- _Provided data_

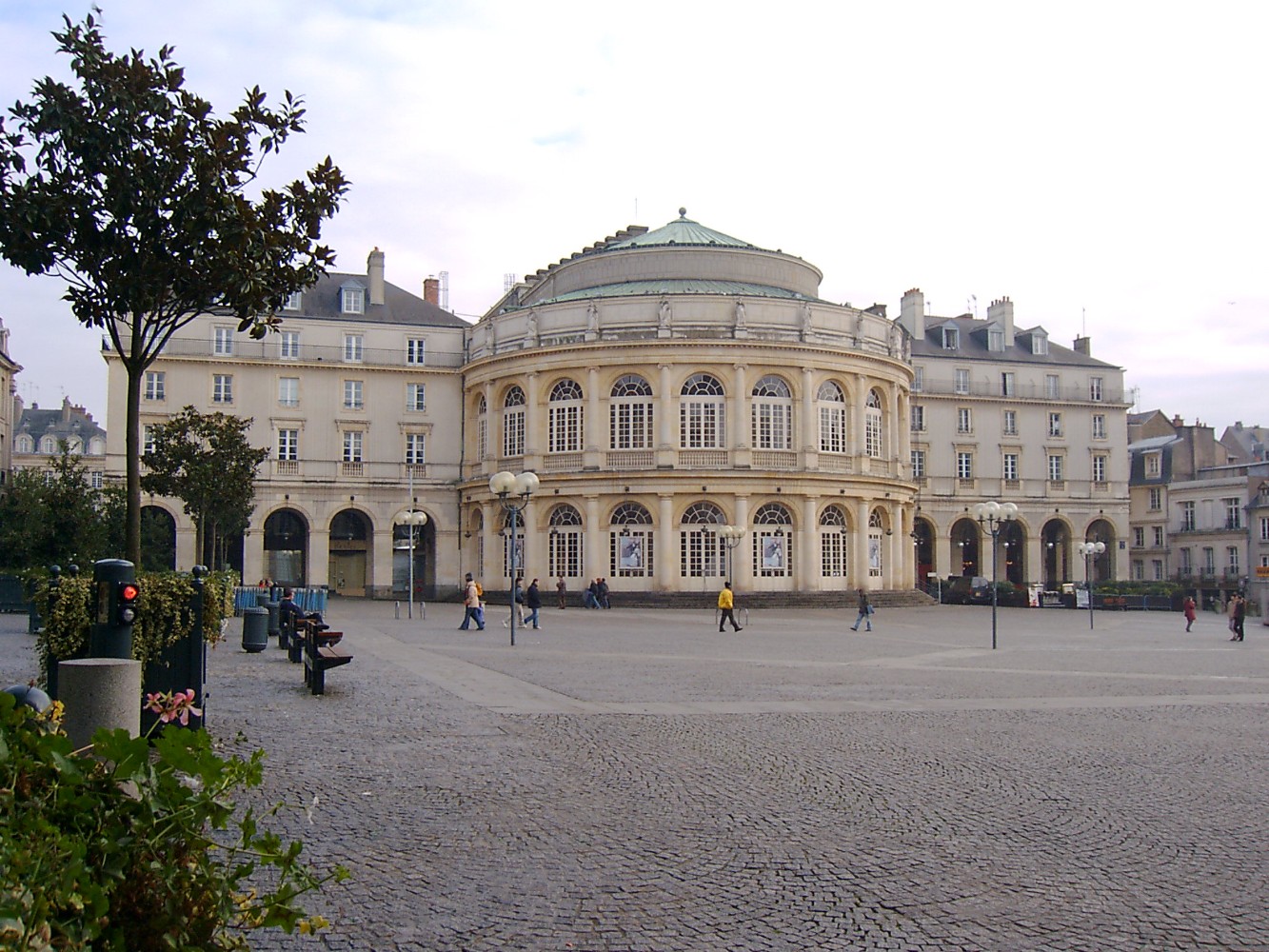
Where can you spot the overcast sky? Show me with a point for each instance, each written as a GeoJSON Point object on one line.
{"type": "Point", "coordinates": [1101, 164]}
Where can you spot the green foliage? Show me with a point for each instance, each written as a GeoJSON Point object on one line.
{"type": "Point", "coordinates": [137, 848]}
{"type": "Point", "coordinates": [126, 186]}
{"type": "Point", "coordinates": [56, 517]}
{"type": "Point", "coordinates": [164, 616]}
{"type": "Point", "coordinates": [206, 461]}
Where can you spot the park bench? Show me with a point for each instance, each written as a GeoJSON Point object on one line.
{"type": "Point", "coordinates": [320, 654]}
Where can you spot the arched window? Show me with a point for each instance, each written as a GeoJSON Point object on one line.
{"type": "Point", "coordinates": [565, 543]}
{"type": "Point", "coordinates": [564, 418]}
{"type": "Point", "coordinates": [833, 418]}
{"type": "Point", "coordinates": [513, 423]}
{"type": "Point", "coordinates": [772, 415]}
{"type": "Point", "coordinates": [629, 414]}
{"type": "Point", "coordinates": [872, 426]}
{"type": "Point", "coordinates": [483, 429]}
{"type": "Point", "coordinates": [629, 537]}
{"type": "Point", "coordinates": [702, 554]}
{"type": "Point", "coordinates": [702, 421]}
{"type": "Point", "coordinates": [773, 541]}
{"type": "Point", "coordinates": [834, 535]}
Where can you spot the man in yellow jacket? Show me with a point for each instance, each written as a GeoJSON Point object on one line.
{"type": "Point", "coordinates": [724, 605]}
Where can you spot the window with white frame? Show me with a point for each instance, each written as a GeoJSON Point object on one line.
{"type": "Point", "coordinates": [415, 446]}
{"type": "Point", "coordinates": [834, 543]}
{"type": "Point", "coordinates": [833, 418]}
{"type": "Point", "coordinates": [351, 300]}
{"type": "Point", "coordinates": [222, 342]}
{"type": "Point", "coordinates": [155, 385]}
{"type": "Point", "coordinates": [351, 446]}
{"type": "Point", "coordinates": [873, 426]}
{"type": "Point", "coordinates": [702, 413]}
{"type": "Point", "coordinates": [353, 348]}
{"type": "Point", "coordinates": [772, 414]}
{"type": "Point", "coordinates": [629, 543]}
{"type": "Point", "coordinates": [629, 413]}
{"type": "Point", "coordinates": [288, 445]}
{"type": "Point", "coordinates": [565, 418]}
{"type": "Point", "coordinates": [513, 423]}
{"type": "Point", "coordinates": [1100, 467]}
{"type": "Point", "coordinates": [773, 543]}
{"type": "Point", "coordinates": [353, 395]}
{"type": "Point", "coordinates": [1009, 466]}
{"type": "Point", "coordinates": [1056, 467]}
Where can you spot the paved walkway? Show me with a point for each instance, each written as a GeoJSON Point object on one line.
{"type": "Point", "coordinates": [637, 781]}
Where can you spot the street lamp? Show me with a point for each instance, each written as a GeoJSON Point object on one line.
{"type": "Point", "coordinates": [513, 491]}
{"type": "Point", "coordinates": [412, 521]}
{"type": "Point", "coordinates": [1090, 550]}
{"type": "Point", "coordinates": [993, 517]}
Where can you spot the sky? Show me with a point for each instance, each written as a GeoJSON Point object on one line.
{"type": "Point", "coordinates": [1103, 166]}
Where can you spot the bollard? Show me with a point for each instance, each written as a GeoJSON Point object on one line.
{"type": "Point", "coordinates": [99, 692]}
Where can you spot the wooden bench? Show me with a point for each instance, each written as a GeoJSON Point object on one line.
{"type": "Point", "coordinates": [320, 655]}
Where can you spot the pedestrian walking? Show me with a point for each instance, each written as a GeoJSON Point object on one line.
{"type": "Point", "coordinates": [533, 602]}
{"type": "Point", "coordinates": [865, 612]}
{"type": "Point", "coordinates": [472, 608]}
{"type": "Point", "coordinates": [724, 608]}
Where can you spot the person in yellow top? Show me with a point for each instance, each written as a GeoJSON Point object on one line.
{"type": "Point", "coordinates": [724, 605]}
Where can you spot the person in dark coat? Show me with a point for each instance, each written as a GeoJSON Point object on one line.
{"type": "Point", "coordinates": [533, 602]}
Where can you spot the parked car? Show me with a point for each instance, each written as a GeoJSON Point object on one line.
{"type": "Point", "coordinates": [967, 590]}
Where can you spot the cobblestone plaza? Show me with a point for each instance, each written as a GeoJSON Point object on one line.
{"type": "Point", "coordinates": [635, 780]}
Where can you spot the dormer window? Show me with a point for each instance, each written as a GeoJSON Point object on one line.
{"type": "Point", "coordinates": [351, 299]}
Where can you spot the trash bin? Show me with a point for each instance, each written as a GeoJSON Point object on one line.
{"type": "Point", "coordinates": [274, 617]}
{"type": "Point", "coordinates": [255, 628]}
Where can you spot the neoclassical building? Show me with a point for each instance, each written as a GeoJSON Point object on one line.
{"type": "Point", "coordinates": [666, 384]}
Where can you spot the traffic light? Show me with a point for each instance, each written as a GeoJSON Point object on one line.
{"type": "Point", "coordinates": [126, 602]}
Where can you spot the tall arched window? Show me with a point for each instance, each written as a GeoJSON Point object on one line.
{"type": "Point", "coordinates": [483, 429]}
{"type": "Point", "coordinates": [702, 421]}
{"type": "Point", "coordinates": [564, 418]}
{"type": "Point", "coordinates": [702, 554]}
{"type": "Point", "coordinates": [513, 423]}
{"type": "Point", "coordinates": [629, 414]}
{"type": "Point", "coordinates": [773, 541]}
{"type": "Point", "coordinates": [872, 426]}
{"type": "Point", "coordinates": [834, 535]}
{"type": "Point", "coordinates": [833, 418]}
{"type": "Point", "coordinates": [772, 414]}
{"type": "Point", "coordinates": [565, 543]}
{"type": "Point", "coordinates": [629, 541]}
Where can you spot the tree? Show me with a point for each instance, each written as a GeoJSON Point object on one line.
{"type": "Point", "coordinates": [127, 187]}
{"type": "Point", "coordinates": [206, 461]}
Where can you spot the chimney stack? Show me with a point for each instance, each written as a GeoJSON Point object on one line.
{"type": "Point", "coordinates": [1001, 311]}
{"type": "Point", "coordinates": [911, 314]}
{"type": "Point", "coordinates": [374, 272]}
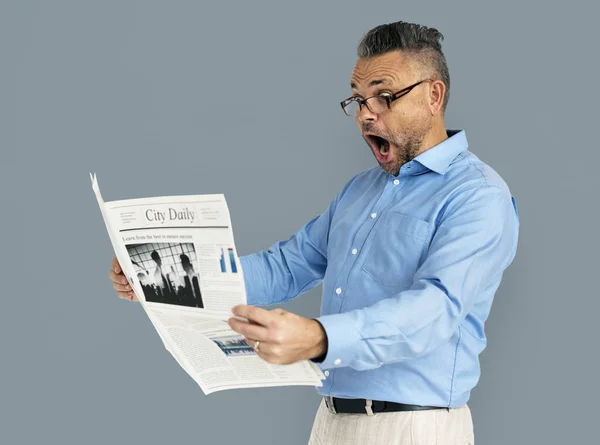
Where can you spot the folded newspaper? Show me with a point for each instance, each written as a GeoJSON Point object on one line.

- _What this task involves_
Without the pictures, repeat all the records word for word.

- _Task solution_
Where can you spot the overcast sky? Show me with a point for each instance, each written as a GeoJSON Point object on one line.
{"type": "Point", "coordinates": [1101, 164]}
Where can you spot the green foliage? Show me with a point for each instance, each written as a GeoJSON Point object on one line.
{"type": "Point", "coordinates": [137, 848]}
{"type": "Point", "coordinates": [126, 186]}
{"type": "Point", "coordinates": [56, 517]}
{"type": "Point", "coordinates": [164, 616]}
{"type": "Point", "coordinates": [206, 461]}
Where can you spot the park bench? Show me with a point for each instance, each written as a GeoJSON Point object on one line.
{"type": "Point", "coordinates": [320, 654]}
Where can you spot the arched window? Show me with a point for each instance, each written as a GeoJSON Point object on one line.
{"type": "Point", "coordinates": [565, 543]}
{"type": "Point", "coordinates": [564, 418]}
{"type": "Point", "coordinates": [833, 418]}
{"type": "Point", "coordinates": [513, 423]}
{"type": "Point", "coordinates": [772, 415]}
{"type": "Point", "coordinates": [629, 414]}
{"type": "Point", "coordinates": [872, 426]}
{"type": "Point", "coordinates": [483, 429]}
{"type": "Point", "coordinates": [629, 537]}
{"type": "Point", "coordinates": [702, 554]}
{"type": "Point", "coordinates": [702, 421]}
{"type": "Point", "coordinates": [773, 541]}
{"type": "Point", "coordinates": [834, 535]}
Where can you spot the man in yellow jacket? Show me with a point for each instance, each written as a GeoJSON Point object on one line.
{"type": "Point", "coordinates": [724, 605]}
Where can you spot the window with white frame? Show me with a point for each instance, each written as a GeoJSON Point object on one line.
{"type": "Point", "coordinates": [415, 446]}
{"type": "Point", "coordinates": [834, 543]}
{"type": "Point", "coordinates": [833, 418]}
{"type": "Point", "coordinates": [351, 300]}
{"type": "Point", "coordinates": [222, 342]}
{"type": "Point", "coordinates": [155, 385]}
{"type": "Point", "coordinates": [351, 446]}
{"type": "Point", "coordinates": [873, 426]}
{"type": "Point", "coordinates": [702, 413]}
{"type": "Point", "coordinates": [353, 348]}
{"type": "Point", "coordinates": [772, 414]}
{"type": "Point", "coordinates": [629, 543]}
{"type": "Point", "coordinates": [629, 413]}
{"type": "Point", "coordinates": [288, 445]}
{"type": "Point", "coordinates": [565, 418]}
{"type": "Point", "coordinates": [513, 423]}
{"type": "Point", "coordinates": [1100, 467]}
{"type": "Point", "coordinates": [773, 543]}
{"type": "Point", "coordinates": [353, 395]}
{"type": "Point", "coordinates": [1009, 466]}
{"type": "Point", "coordinates": [1056, 467]}
Where can you spot the paved walkway? Show me with a point for each instance, each written as a GeoJSON Point object on one line.
{"type": "Point", "coordinates": [637, 781]}
Where can you spot the street lamp? Show me with a point for each instance, each written as a GeoJSON Point object on one line.
{"type": "Point", "coordinates": [513, 491]}
{"type": "Point", "coordinates": [412, 521]}
{"type": "Point", "coordinates": [1090, 550]}
{"type": "Point", "coordinates": [993, 517]}
Where can you spot the sky? Show me with a point for each instance, each written as a GeoJSON Point object on one line.
{"type": "Point", "coordinates": [1103, 166]}
Where can you spot the bollard? Show me with a point for each instance, each written as a GeoJSON Point object on one line.
{"type": "Point", "coordinates": [99, 692]}
Where can you spot the wooden bench? Show me with a point for each instance, each written as a GeoJSON Point object on one line.
{"type": "Point", "coordinates": [320, 655]}
Where can you spot the pedestrian walking? Show me with a point for each instance, each written as a GeoJSON Point object on one line.
{"type": "Point", "coordinates": [533, 602]}
{"type": "Point", "coordinates": [865, 612]}
{"type": "Point", "coordinates": [472, 608]}
{"type": "Point", "coordinates": [724, 608]}
Where can you spot the person in yellow top? Show me with a point for each instance, each written as a GeoJSON Point object on one line.
{"type": "Point", "coordinates": [724, 605]}
Where can you spot the person in dark coat? Show me with a point for each instance, each written as a GeoJSON Point object on one line.
{"type": "Point", "coordinates": [533, 602]}
Where can you spot the parked car? Show me with a point for each instance, each written as a GeoJSON Point object on one line.
{"type": "Point", "coordinates": [967, 590]}
Where can you spot the cobblestone plaza? Show me with a point for each instance, each written as a GeoJSON Point object on one line.
{"type": "Point", "coordinates": [635, 780]}
Where can you spot the dormer window? Show me with a point for each instance, each written as a GeoJSON Point object on one line.
{"type": "Point", "coordinates": [351, 299]}
Where can you spot the trash bin? Show me with a point for each instance, each written as a GeoJSON Point object on one line.
{"type": "Point", "coordinates": [274, 617]}
{"type": "Point", "coordinates": [255, 628]}
Where can you spot the neoclassical building? Show me with a point for each instance, each written as a GeoJSON Point object on one line.
{"type": "Point", "coordinates": [666, 384]}
Where can you spot the traffic light? Show me with a point for each instance, each written as a GeoJSON Point object on one line.
{"type": "Point", "coordinates": [126, 602]}
Where can you spot the tall arched window? Show me with a point for each instance, each written as a GeoJSON Point object on one line.
{"type": "Point", "coordinates": [483, 429]}
{"type": "Point", "coordinates": [702, 421]}
{"type": "Point", "coordinates": [564, 418]}
{"type": "Point", "coordinates": [702, 554]}
{"type": "Point", "coordinates": [513, 423]}
{"type": "Point", "coordinates": [629, 414]}
{"type": "Point", "coordinates": [773, 541]}
{"type": "Point", "coordinates": [872, 426]}
{"type": "Point", "coordinates": [834, 535]}
{"type": "Point", "coordinates": [833, 418]}
{"type": "Point", "coordinates": [772, 414]}
{"type": "Point", "coordinates": [565, 543]}
{"type": "Point", "coordinates": [629, 541]}
Where can you spot the tree? Show me with a point for each instance, each written as a GeoJSON Point object on one line.
{"type": "Point", "coordinates": [127, 187]}
{"type": "Point", "coordinates": [206, 461]}
Where can you spot the chimney stack? Show me with a point for each instance, each written as a GeoJSON Point object on one line.
{"type": "Point", "coordinates": [1001, 311]}
{"type": "Point", "coordinates": [911, 314]}
{"type": "Point", "coordinates": [374, 272]}
Where can you spot the folded newspaper? Show me with a point for each instance, each written as a GeoJSON Point object on one line.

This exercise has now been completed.